Exercise task >> In the integration extract, what technique is used to evaluate the integral of e^(ax)cos(bx+c)?

Case 2: Suppose we have an integration of the form \(\displaystyle I = \int e^{ax}\cos(bx+c).\) Its integral is

\[I=\dfrac{e^{ax}\big(a\cos(bx+c)+b\sin(bx+c)\big)}{a^2 + b^2}.\]

We'll integrate the above using integration by parts as follows:

\[\begin{align} I &= \int e^{ax}\cos(bx+c)\ dx\\ &= \cos(bx+c)\frac{e^{ax}}{a} + \frac{b}{a} \int e^{ax}\sin(bx+c)\ dx\\\\ &= \cos(bx+c)\frac{e^{ax}}{a} + \frac{b}{a}\left(\frac{e^{ax}}{a}\sin(bx+c) - \frac{b}{a} \int e^{ax}\cos(bx+c)\right)\ dx\\\\ &=\frac{e^{ax}\big(a\cos(bx+c)+b\sin(bx+c)\big)}{a^2} - \frac{b^2}{a^2}I. \end{align}\]

So

\[\begin{align} I\left(1+\frac{b^2}{a^2}\right)& = \frac{e^{ax}\big(a\cos(bx+c)+b\sin(bx+c)\big)}{a^2}\\ \Rightarrow I&=\frac{e^{ax}\big(a\cos(bx+c)+b\sin(bx+c)\big)}{a^2 + b^2}.\ _\square \end{align}\]

Note: The above example is also applicable for the form \(\displaystyle I = \int e^{ax}\sin(bx+c).\)

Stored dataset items
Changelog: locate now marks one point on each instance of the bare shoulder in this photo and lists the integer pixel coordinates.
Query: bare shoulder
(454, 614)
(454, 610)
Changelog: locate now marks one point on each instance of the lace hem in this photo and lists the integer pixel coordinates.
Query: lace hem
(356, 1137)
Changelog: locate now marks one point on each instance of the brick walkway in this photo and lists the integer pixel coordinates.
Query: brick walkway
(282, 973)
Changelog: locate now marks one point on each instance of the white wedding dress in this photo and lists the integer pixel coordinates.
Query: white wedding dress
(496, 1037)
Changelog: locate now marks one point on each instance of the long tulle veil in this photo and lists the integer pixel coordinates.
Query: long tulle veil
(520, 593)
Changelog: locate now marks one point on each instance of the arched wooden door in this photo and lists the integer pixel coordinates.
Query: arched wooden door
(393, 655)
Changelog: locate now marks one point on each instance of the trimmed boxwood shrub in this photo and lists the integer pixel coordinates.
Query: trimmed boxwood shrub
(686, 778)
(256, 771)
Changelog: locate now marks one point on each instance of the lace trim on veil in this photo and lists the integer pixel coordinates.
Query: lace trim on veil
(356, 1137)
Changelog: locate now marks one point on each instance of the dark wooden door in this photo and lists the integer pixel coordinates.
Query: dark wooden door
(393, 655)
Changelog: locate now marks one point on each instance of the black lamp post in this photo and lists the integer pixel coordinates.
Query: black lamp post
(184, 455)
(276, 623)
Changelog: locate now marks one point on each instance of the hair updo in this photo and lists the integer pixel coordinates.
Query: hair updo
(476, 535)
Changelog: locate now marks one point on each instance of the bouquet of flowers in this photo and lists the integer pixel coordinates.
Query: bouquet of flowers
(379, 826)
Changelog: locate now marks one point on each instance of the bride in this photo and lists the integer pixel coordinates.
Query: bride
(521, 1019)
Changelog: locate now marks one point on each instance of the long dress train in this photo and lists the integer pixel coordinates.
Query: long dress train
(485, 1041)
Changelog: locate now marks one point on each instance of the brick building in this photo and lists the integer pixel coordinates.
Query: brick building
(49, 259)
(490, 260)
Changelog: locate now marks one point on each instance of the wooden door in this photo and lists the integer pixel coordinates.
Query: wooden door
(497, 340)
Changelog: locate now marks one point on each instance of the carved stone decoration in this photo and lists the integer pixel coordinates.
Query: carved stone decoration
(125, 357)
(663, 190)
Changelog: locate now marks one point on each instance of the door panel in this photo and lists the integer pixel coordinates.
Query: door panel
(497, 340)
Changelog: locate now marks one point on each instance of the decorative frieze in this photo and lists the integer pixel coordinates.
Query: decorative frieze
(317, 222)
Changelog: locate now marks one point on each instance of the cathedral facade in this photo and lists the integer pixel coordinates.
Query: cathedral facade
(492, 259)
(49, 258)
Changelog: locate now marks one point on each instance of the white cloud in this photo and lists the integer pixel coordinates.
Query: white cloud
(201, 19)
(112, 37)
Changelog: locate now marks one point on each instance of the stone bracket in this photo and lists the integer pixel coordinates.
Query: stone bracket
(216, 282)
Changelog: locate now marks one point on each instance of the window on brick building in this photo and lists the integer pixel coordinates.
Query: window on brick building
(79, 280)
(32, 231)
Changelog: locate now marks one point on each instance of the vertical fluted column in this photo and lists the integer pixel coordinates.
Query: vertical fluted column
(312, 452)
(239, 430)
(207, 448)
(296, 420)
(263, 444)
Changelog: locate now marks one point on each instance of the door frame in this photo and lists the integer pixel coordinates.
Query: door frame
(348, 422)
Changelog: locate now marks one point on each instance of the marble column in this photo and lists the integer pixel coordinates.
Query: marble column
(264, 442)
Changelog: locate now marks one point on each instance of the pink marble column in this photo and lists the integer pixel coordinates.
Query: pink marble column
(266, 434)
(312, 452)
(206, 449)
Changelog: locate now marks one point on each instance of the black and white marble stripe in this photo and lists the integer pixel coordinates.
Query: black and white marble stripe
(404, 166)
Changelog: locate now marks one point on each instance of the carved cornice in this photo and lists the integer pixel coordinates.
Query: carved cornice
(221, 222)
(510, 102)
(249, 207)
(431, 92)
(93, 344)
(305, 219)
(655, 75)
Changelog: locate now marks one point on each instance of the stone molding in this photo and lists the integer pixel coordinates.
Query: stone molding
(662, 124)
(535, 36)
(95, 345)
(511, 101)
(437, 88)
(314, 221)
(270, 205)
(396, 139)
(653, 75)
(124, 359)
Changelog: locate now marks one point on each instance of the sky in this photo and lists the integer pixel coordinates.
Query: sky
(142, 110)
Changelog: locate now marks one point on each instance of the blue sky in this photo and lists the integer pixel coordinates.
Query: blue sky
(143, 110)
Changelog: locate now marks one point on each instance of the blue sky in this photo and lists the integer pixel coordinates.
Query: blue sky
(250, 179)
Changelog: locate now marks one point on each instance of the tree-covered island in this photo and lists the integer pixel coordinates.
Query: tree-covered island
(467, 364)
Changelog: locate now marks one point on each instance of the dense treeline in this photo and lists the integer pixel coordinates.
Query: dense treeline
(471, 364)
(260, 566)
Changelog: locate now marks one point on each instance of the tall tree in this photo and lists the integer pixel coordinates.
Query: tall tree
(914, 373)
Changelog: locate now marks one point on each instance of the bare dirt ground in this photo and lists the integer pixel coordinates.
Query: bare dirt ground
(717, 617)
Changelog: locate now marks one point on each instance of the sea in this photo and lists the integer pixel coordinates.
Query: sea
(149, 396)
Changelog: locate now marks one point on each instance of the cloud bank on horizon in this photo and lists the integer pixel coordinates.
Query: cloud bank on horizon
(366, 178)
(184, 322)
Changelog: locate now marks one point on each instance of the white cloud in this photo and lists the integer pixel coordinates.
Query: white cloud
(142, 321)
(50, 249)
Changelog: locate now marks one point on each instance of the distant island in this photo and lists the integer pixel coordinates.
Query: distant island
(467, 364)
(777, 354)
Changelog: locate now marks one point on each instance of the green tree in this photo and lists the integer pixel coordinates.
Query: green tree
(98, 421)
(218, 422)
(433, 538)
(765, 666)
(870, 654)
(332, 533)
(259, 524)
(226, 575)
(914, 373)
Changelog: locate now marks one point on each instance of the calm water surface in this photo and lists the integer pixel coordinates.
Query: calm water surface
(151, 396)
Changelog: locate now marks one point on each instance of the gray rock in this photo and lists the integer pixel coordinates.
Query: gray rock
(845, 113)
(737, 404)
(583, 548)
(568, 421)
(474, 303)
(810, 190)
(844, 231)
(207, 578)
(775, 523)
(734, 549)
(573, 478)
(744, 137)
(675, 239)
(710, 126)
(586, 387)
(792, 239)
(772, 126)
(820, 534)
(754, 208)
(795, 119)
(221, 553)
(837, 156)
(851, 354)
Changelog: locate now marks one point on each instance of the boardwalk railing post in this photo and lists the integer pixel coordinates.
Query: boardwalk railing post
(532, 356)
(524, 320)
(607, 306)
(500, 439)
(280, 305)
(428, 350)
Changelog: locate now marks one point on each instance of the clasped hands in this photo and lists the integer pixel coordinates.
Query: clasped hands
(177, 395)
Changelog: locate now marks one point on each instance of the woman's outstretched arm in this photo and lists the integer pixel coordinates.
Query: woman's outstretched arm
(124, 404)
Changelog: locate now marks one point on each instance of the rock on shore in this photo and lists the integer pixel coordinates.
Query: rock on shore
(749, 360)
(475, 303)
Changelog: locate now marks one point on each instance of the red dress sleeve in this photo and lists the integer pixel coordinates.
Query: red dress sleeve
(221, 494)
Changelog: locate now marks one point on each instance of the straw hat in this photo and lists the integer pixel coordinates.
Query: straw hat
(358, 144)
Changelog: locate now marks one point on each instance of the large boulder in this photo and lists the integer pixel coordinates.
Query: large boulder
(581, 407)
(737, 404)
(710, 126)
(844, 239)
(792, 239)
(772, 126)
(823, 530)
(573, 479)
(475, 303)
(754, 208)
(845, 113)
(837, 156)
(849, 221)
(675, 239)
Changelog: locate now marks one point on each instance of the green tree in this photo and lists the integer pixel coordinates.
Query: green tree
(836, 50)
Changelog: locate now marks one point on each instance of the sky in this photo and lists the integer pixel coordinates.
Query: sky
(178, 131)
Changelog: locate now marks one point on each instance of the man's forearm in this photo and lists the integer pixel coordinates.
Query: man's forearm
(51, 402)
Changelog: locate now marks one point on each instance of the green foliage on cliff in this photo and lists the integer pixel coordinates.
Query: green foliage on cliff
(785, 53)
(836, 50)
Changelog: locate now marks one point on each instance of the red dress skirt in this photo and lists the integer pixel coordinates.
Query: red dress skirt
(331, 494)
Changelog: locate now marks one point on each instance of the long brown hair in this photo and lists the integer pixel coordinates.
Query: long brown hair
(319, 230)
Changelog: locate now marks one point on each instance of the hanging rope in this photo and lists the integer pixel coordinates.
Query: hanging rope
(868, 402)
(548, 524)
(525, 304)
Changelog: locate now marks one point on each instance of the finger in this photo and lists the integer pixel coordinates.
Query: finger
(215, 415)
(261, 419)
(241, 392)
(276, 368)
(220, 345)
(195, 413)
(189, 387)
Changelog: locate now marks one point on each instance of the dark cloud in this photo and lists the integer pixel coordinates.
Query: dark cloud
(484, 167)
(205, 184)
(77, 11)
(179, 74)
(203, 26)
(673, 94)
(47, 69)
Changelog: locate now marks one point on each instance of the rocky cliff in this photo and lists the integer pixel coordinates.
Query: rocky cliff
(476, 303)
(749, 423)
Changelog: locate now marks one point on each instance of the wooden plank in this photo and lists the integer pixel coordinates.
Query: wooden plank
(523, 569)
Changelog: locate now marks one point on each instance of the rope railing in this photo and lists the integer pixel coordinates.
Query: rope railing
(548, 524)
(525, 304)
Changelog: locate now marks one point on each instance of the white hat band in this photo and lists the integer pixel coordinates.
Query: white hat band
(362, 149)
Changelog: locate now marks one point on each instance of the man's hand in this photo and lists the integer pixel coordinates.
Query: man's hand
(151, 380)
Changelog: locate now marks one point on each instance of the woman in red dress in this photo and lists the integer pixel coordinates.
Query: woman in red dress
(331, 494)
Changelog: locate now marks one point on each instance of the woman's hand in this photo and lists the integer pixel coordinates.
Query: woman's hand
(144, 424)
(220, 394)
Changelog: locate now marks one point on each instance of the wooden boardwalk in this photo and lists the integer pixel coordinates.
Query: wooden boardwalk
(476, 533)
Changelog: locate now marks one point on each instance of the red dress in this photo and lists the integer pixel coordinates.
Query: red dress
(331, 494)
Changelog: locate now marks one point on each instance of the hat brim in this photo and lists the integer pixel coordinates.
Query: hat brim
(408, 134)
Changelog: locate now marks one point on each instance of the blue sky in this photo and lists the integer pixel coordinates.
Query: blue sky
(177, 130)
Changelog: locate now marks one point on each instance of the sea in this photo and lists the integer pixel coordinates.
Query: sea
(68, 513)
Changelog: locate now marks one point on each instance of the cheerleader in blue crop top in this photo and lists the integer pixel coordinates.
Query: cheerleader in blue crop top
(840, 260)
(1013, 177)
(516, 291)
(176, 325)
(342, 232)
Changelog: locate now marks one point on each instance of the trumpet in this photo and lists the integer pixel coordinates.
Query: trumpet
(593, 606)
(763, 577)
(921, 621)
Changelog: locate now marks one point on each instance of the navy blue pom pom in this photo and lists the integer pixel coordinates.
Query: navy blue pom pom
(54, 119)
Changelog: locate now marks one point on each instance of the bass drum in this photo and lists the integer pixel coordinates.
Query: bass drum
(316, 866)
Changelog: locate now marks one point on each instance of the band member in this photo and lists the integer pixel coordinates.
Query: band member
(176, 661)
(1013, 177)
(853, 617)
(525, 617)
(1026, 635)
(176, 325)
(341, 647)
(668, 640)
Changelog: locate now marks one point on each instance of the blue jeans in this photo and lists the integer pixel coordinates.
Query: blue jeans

Answer to the problem >> Integration by parts.